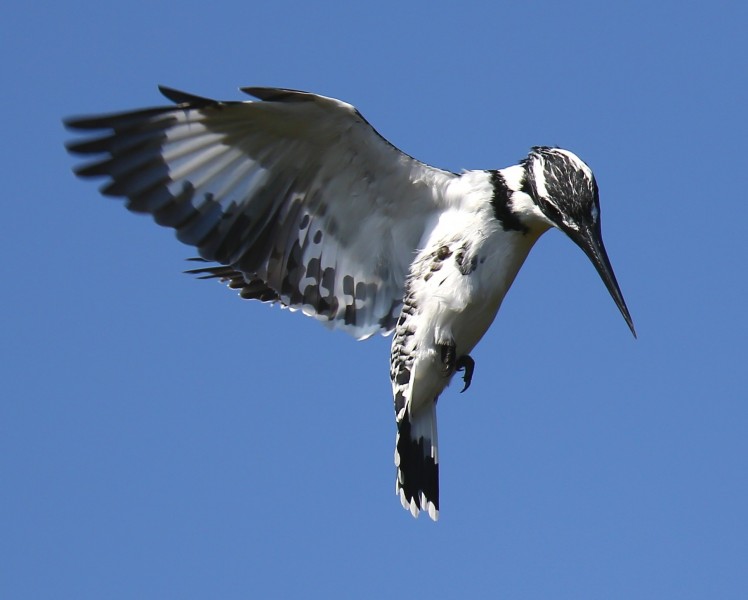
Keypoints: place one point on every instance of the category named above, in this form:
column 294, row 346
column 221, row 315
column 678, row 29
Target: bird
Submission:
column 293, row 198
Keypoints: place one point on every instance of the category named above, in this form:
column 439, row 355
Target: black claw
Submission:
column 467, row 364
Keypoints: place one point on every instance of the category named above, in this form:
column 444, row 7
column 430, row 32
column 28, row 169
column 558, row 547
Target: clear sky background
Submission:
column 160, row 438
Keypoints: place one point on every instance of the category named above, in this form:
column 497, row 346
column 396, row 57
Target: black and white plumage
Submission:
column 295, row 199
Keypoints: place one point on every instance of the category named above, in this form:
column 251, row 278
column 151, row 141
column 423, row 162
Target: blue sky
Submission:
column 160, row 438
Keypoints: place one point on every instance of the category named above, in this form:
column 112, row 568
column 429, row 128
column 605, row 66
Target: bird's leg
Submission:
column 467, row 364
column 452, row 363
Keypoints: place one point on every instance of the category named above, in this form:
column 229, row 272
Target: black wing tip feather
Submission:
column 271, row 94
column 184, row 98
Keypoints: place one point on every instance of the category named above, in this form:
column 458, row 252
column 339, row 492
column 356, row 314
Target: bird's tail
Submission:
column 417, row 460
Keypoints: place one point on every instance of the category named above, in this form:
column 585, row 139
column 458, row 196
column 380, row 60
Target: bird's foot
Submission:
column 452, row 363
column 467, row 364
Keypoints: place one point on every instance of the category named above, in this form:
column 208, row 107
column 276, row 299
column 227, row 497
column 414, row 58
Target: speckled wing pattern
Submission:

================================

> [WRITTEN EXERCISE]
Copy all of the lines above word for word, leaving out the pictures.

> [ANSWER FOR THIS EXERCISE]
Keypoints: place one point on every instance of the category named above, in this form:
column 294, row 346
column 221, row 315
column 678, row 29
Target: bird
Submission:
column 293, row 198
Keypoints: place one point on every instance of the category named above, in this form:
column 439, row 355
Target: black claw
Submission:
column 467, row 364
Keypoints: place one point on every instance of the category named above, in this form:
column 444, row 7
column 430, row 32
column 28, row 169
column 558, row 547
Target: clear sky background
Submission:
column 160, row 438
Keypoints: place one point on every instance of the category named above, in this form:
column 497, row 346
column 396, row 57
Target: black and white plumage
Submission:
column 295, row 199
Keypoints: place one point on every instance of the category named above, in this form:
column 251, row 278
column 151, row 141
column 423, row 162
Target: blue sky
Submission:
column 160, row 438
Keypoints: place one point on every instance of the category named above, in this form:
column 112, row 568
column 429, row 128
column 605, row 66
Target: bird's leg
Submission:
column 467, row 364
column 452, row 363
Keypoints: place one point on every instance of the category named above, in this form:
column 229, row 272
Target: black wing tip feather
Submission:
column 271, row 94
column 184, row 98
Keypoints: place one point on every instance of the category named above, in this form:
column 458, row 252
column 339, row 492
column 356, row 314
Target: bird's tail
Submission:
column 417, row 460
Keypoints: place one point on every instance of the category named above, in this form:
column 585, row 139
column 458, row 196
column 380, row 60
Target: bird's foot
Submission:
column 452, row 363
column 467, row 364
Keypoints: place one point on every instance of the category named above, in this form:
column 208, row 107
column 276, row 299
column 227, row 497
column 414, row 58
Target: speckled wing pattern
Submission:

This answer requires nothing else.